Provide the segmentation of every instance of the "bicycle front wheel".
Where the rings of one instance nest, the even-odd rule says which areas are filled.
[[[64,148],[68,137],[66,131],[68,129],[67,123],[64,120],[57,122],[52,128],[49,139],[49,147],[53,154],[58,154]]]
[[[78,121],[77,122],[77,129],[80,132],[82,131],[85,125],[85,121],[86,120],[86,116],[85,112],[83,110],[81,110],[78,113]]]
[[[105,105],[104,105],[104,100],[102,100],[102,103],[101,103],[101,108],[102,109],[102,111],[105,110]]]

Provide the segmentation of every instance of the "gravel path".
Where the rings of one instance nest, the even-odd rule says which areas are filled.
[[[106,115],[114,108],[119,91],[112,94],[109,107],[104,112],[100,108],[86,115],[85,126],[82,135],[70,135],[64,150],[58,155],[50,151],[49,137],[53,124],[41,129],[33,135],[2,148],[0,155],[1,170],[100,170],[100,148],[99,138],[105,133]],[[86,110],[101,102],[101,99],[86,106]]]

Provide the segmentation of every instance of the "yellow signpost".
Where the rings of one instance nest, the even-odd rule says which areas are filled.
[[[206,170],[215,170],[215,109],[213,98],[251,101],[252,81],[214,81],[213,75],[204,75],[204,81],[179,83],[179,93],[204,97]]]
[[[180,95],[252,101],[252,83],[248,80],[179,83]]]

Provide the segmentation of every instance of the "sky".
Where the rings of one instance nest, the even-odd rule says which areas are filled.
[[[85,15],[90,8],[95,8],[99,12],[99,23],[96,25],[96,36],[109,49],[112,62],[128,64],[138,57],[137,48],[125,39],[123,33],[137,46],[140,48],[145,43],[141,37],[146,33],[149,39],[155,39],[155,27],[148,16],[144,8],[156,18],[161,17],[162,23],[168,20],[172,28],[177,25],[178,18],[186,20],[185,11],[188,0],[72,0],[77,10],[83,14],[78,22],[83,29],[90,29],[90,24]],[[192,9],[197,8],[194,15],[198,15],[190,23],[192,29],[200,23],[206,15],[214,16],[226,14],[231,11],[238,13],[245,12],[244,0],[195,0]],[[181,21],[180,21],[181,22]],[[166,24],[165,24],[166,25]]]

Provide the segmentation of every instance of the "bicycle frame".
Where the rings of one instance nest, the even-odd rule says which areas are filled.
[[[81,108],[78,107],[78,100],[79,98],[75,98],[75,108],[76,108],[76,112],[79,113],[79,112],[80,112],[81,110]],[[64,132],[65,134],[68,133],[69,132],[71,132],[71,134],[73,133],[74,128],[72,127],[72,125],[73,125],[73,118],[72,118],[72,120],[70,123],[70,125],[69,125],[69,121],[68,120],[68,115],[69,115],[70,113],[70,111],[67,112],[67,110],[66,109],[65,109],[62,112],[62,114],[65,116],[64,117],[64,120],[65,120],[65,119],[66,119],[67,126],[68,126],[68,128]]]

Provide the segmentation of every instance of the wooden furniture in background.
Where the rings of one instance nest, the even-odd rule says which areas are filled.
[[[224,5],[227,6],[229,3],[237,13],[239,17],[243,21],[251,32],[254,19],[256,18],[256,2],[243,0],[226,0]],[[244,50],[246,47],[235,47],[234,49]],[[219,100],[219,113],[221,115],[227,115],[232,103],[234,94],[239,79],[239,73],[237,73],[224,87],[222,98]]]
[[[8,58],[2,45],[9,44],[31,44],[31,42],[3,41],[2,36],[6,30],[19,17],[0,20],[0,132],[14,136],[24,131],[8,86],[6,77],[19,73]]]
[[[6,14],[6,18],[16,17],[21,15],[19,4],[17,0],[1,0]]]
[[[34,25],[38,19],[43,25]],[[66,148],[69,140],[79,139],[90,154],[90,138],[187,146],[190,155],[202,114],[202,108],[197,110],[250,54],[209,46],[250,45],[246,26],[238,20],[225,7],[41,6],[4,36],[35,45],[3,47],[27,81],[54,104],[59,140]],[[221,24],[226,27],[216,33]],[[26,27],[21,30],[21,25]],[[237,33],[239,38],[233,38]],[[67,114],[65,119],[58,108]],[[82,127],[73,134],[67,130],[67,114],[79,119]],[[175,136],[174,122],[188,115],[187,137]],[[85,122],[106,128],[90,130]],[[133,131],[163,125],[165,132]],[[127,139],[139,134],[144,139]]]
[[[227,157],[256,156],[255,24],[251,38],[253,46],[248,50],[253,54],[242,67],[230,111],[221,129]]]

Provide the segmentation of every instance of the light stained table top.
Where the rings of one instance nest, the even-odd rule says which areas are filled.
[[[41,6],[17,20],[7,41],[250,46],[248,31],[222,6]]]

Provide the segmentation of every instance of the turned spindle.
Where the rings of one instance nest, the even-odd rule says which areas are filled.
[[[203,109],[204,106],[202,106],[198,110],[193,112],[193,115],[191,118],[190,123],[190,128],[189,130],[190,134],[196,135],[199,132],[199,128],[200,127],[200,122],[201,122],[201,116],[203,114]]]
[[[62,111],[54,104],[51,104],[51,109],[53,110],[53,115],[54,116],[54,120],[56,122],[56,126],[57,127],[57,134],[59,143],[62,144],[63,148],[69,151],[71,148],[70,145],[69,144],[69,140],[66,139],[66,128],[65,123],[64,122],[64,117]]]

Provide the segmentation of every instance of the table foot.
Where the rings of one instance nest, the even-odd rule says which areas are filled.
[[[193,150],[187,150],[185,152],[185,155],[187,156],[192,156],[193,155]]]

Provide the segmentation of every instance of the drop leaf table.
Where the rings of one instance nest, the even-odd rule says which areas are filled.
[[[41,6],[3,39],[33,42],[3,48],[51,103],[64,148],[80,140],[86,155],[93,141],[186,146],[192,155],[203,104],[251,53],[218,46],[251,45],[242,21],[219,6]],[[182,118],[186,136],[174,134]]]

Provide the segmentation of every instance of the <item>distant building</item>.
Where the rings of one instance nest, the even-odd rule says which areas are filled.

--------

WHAT TO WORK ON:
Can you copy out all of the records above, reproducing every line word for word with nothing changed?

RESULT FOR THIS EXERCISE:
Provide the segmentation of every instance of the "bicycle front wheel".
Where the rings of one instance nest, the even-odd rule says which areas are filled.
[[[64,148],[68,137],[66,131],[68,129],[67,123],[64,120],[57,122],[52,128],[49,139],[49,147],[53,154],[58,154]]]
[[[78,121],[77,122],[77,129],[80,132],[82,131],[85,125],[85,121],[86,120],[86,116],[85,112],[83,110],[81,110],[78,113]]]
[[[105,105],[104,105],[104,100],[102,100],[102,103],[101,103],[101,108],[102,109],[102,111],[105,110]]]

Provide the segmentation of every instance of the "gravel path".
Where the rings of one instance nest, the even-odd rule says which areas are filled.
[[[106,115],[114,108],[119,91],[112,94],[109,107],[104,112],[100,108],[86,115],[85,126],[82,135],[70,135],[64,150],[58,155],[50,151],[49,137],[53,124],[41,129],[33,135],[2,148],[0,155],[1,170],[100,170],[100,148],[99,138],[105,133]],[[86,110],[101,102],[101,99],[86,106]]]

Provide the segmentation of every instance of the "yellow signpost".
Where the rings of one instance nest, the even-odd rule says which areas are filled.
[[[206,170],[215,170],[215,109],[213,98],[251,101],[252,81],[214,81],[213,75],[204,75],[204,81],[179,83],[179,93],[204,97]]]
[[[180,95],[252,101],[252,83],[248,80],[179,83]]]

Provide the segmentation of every instance of the "sky".
Where the rings of one instance nest, the even-odd rule says which areas are filled.
[[[85,15],[90,8],[95,8],[99,12],[99,23],[96,25],[96,36],[109,49],[112,62],[128,64],[138,57],[137,48],[125,39],[123,33],[137,46],[140,48],[145,43],[141,37],[146,33],[149,39],[155,39],[155,27],[148,16],[144,8],[156,18],[161,17],[162,23],[168,20],[172,28],[177,25],[178,18],[186,20],[185,11],[188,0],[72,0],[77,10],[83,14],[78,22],[83,29],[90,29],[90,24]],[[192,9],[197,8],[194,15],[198,15],[190,23],[192,29],[200,23],[206,15],[214,16],[226,14],[231,11],[238,13],[245,12],[244,0],[195,0]],[[181,21],[180,21],[181,22]],[[166,24],[165,24],[166,25]]]

Provide the segmentation of every instance of the "bicycle frame".
Where the rings of one instance nest, the even-odd rule says which areas are filled.
[[[81,108],[78,107],[78,100],[79,98],[75,98],[75,108],[76,108],[76,112],[79,113],[79,112],[80,112],[81,110]],[[64,132],[65,134],[68,133],[69,132],[71,132],[71,134],[73,133],[74,128],[72,127],[72,125],[73,125],[73,118],[72,118],[72,120],[70,123],[70,125],[69,125],[69,121],[68,120],[68,115],[69,115],[70,113],[70,111],[67,112],[67,110],[66,109],[65,109],[62,112],[62,114],[65,116],[64,117],[64,120],[65,120],[65,119],[66,119],[67,126],[68,126],[68,128]]]

Provide the segmentation of every instance of the wooden furniture in background.
Where the rings of one instance nest, the even-odd rule says which areas are filled.
[[[224,5],[227,6],[229,3],[237,13],[239,17],[243,21],[251,32],[254,19],[256,18],[256,2],[243,0],[226,0]],[[244,50],[246,47],[235,47],[234,49]],[[219,100],[219,113],[221,115],[227,115],[232,103],[234,94],[239,79],[239,73],[237,73],[224,87],[222,98]]]
[[[8,58],[2,45],[9,44],[31,44],[31,42],[3,41],[2,36],[6,30],[19,17],[0,20],[0,132],[14,136],[24,131],[8,86],[6,77],[19,73]]]
[[[6,14],[6,18],[16,17],[21,15],[19,4],[17,0],[1,0]]]
[[[34,25],[38,19],[43,25]],[[66,148],[69,140],[79,139],[90,154],[90,138],[187,146],[190,155],[202,114],[202,108],[197,110],[250,54],[209,46],[250,45],[246,26],[238,20],[225,7],[41,6],[4,36],[35,45],[3,47],[27,81],[54,104],[59,140]],[[221,24],[226,27],[216,33]],[[26,27],[21,30],[21,25]],[[237,33],[239,38],[233,38]],[[67,114],[65,119],[58,108]],[[82,127],[73,134],[67,130],[67,114],[79,119]],[[175,136],[174,122],[188,115],[187,137]],[[85,122],[106,128],[90,130]],[[133,131],[163,125],[165,132]],[[127,139],[139,134],[144,139]]]
[[[227,157],[256,156],[255,24],[251,38],[253,46],[248,50],[253,54],[242,67],[230,111],[221,129]]]

Provide the segmentation of every instance of the light stained table top.
Where the rings of one instance nest, the even-odd rule says which areas are filled.
[[[41,6],[17,20],[7,41],[250,46],[248,31],[222,6]]]

Provide the segmentation of every instance of the turned spindle.
Where the rings of one instance nest, the even-odd rule says which areas are filled.
[[[203,109],[204,106],[202,106],[198,110],[193,112],[193,115],[191,118],[190,123],[190,128],[189,130],[190,134],[196,135],[199,132],[199,128],[200,127],[200,122],[201,122],[201,116],[203,114]]]
[[[62,111],[54,104],[51,104],[51,109],[53,110],[53,115],[54,116],[54,120],[56,122],[56,126],[57,127],[57,134],[59,143],[62,144],[63,148],[69,151],[71,148],[70,145],[69,144],[69,140],[66,139],[66,128],[65,123],[64,122],[64,117]]]

Provide the segmentation of every instance of the table foot.
Where the rings of one instance nest, the even-odd rule says which areas are filled.
[[[193,150],[187,150],[185,152],[185,155],[187,156],[192,156],[193,155]]]

Provide the segmentation of every instance of the drop leaf table.
Where the rings of one instance nest, the even-odd rule says which areas are filled.
[[[41,6],[3,39],[33,42],[3,48],[51,103],[64,148],[80,140],[86,155],[93,141],[186,146],[192,155],[203,104],[251,53],[218,46],[251,45],[242,21],[219,6]],[[182,118],[186,136],[174,134]]]

Provide the segmentation of every instance of the <item>distant building</item>.
Where the rings of one instance nest, the even-odd rule says which areas are filled.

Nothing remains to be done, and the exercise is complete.